Brief -> The full set of lines below has to be duplicated exactly, with no picture kept.

- - -

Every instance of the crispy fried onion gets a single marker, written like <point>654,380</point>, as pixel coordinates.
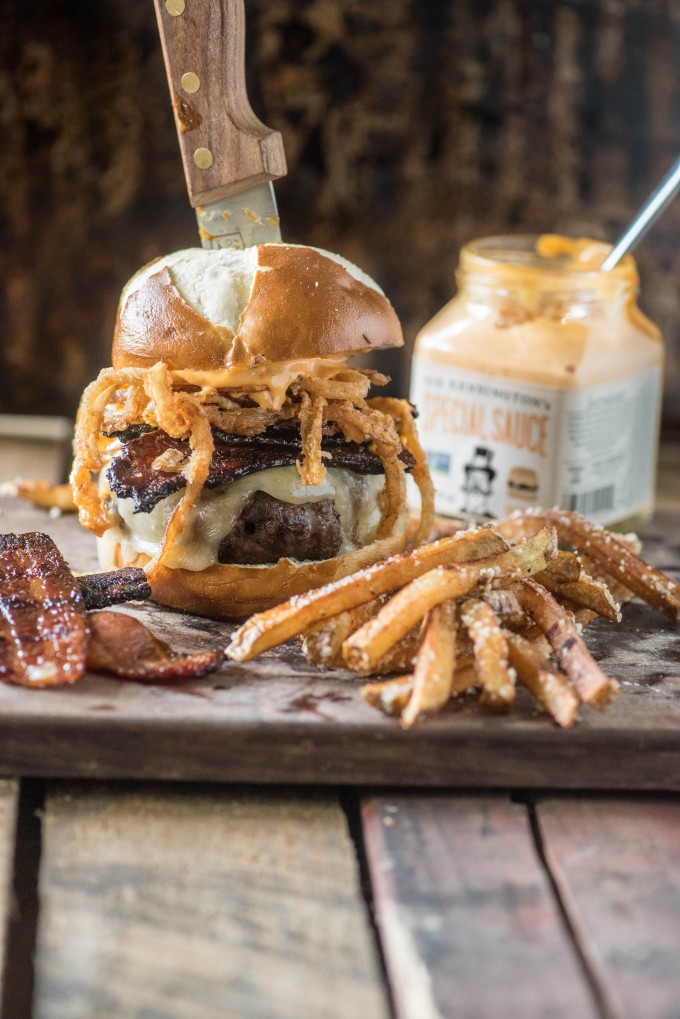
<point>311,469</point>
<point>89,459</point>
<point>178,414</point>
<point>380,429</point>
<point>152,396</point>
<point>401,411</point>
<point>350,385</point>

- - -

Answer ->
Every instance of the crispy fried onion gets a single marker, written like <point>654,380</point>, as pixel coordinates.
<point>311,469</point>
<point>89,459</point>
<point>178,414</point>
<point>380,429</point>
<point>152,396</point>
<point>401,411</point>
<point>350,385</point>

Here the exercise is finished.